— Start of Page —

11. NOTICES. Any notices provided for in your Award or the Plan shall be given in writing or shall be delivered electronically, and shall be deemed effectively given or delivered upon receipt or, in the case of notices delivered by mail by the Company to you, five (5) days after deposit in the United States mail, postage prepaid, addressed to you at the last address you provided to the Company.

12. MISCELLANEOUS.

(a) The rights and obligations of the Company with respect to your Award shall be transferable to any one or more persons or entities, and all covenants and agreements hereunder shall inure to the benefit of, and be enforceable by the Company’s successors and assigns.

(b) You agree upon request to execute any further documents or instruments necessary or desirable in the sole determination of the Company to carry out the purposes or intent of your Award.


(c) You acknowledge and agree that you have reviewed your Award in its entirety, have had an opportunity to obtain the advice of counsel prior to executing and/or accepting your Award and fully understand all provisions of your Award.

(d) This Agreement will be subject to all applicable laws, rules, and regulations, and to such approvals by any governmental agencies or national securities exchanges as may be required.

— End of Page —

**Given instruction 1:**
Copy the passage from the award agreement text, starting at the words that contain "(c) You acknowledge" and ending after "may be required.".
**Given instruction 2:**
Proceed with the award agreement text, picking up right after its final sentence.
The lines that come next have no connection to the award agreement text.

— Start of Data lines —

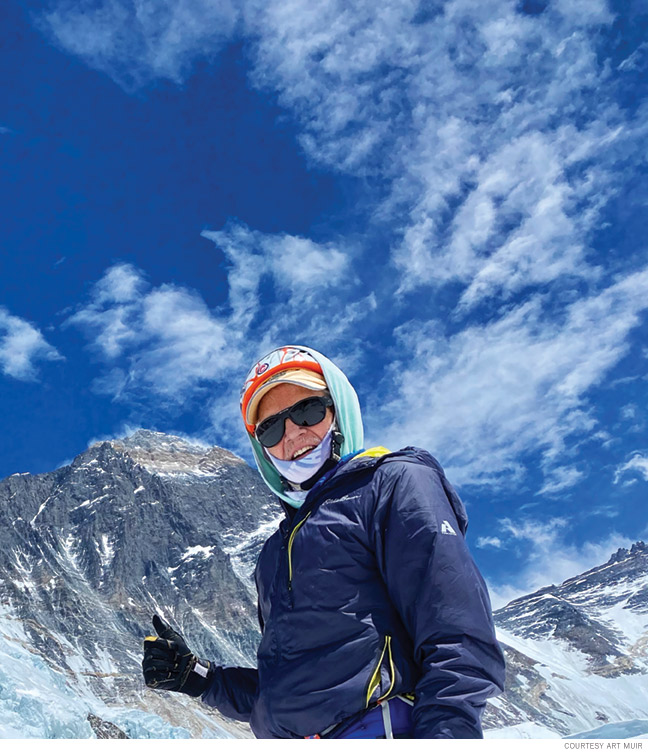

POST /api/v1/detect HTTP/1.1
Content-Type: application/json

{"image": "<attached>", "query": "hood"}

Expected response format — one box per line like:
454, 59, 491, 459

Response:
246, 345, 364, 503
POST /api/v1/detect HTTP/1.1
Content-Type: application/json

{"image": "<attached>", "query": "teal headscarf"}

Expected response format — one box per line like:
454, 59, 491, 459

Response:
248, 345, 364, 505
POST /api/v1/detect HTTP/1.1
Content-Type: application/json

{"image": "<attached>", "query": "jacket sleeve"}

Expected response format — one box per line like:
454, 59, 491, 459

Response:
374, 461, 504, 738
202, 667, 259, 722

— End of Data lines —
— Start of Data lines —

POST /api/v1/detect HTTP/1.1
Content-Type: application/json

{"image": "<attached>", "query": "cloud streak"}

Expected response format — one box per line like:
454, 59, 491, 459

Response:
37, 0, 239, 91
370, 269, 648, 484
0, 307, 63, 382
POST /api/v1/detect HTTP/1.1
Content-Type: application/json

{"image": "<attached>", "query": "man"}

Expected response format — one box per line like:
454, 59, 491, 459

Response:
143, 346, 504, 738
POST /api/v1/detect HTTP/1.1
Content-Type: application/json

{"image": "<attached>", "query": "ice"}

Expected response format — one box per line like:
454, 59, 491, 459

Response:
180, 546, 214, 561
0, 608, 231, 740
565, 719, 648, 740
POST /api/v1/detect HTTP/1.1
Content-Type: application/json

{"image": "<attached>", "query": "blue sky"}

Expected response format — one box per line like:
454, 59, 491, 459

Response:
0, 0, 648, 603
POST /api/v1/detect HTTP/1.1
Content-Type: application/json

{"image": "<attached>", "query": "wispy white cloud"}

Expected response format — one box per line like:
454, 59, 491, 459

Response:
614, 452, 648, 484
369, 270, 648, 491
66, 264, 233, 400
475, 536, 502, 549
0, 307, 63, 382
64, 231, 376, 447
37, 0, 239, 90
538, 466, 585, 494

— End of Data lines —

**Expected answer 1:**
(c) You acknowledge and agree that you have reviewed your Award in its entirety, have had an opportunity to obtain the advice of counsel prior to executing and/or accepting your Award and fully understand all provisions of your Award.

(d) This Agreement will be subject to all applicable laws, rules, and regulations, and to such approvals by any governmental agencies or national securities exchanges as may be required.

**Expected answer 2:**
(e) All obligations of the Company under the Plan and this Agreement will be binding on any successor to the Company, whether the existence of such successor is the result of a direct or indirect purchase, merger, consolidation, or otherwise, of all or substantially all of the business and/or assets of the Company.

13. HEADINGS. The headings of the Sections in this Agreement are inserted for convenience only and shall not be deemed to constitute a part of this Agreement or to affect the meaning of this Agreement.

14. SEVERABILITY. If all or any part of this Agreement or the Plan is declared by any court or governmental authority to be unlawful or invalid, such unlawfulness or invalidity shall not invalidate any portion of this Agreement or the Plan not declared to be unlawful or invalid. Any Section of this Agreement (or part of such a Section) so declared to be unlawful or invalid shall, if possible, be construed in a manner which will give effect to the terms of such Section or part of a Section to the fullest extent possible while remaining lawful and valid.

15. GOVERNING PLAN DOCUMENT. Your Award is subject to all the provisions of the Plan, the provisions of which are hereby made a part of your Award, and is further subject to all interpretations, amendments, rules and regulations which may from time to time be promulgated and adopted pursuant to the Plan. In the event of any conflict between the provisions of your Award and those of the Plan, the provisions of the Plan shall control.

* * * * *

This Restricted Stock Unit Award Agreement shall be deemed to be signed by the Company and the Participant upon the electronic acceptance by the Participant of the applicable Restricted Stock Unit Grant Notice.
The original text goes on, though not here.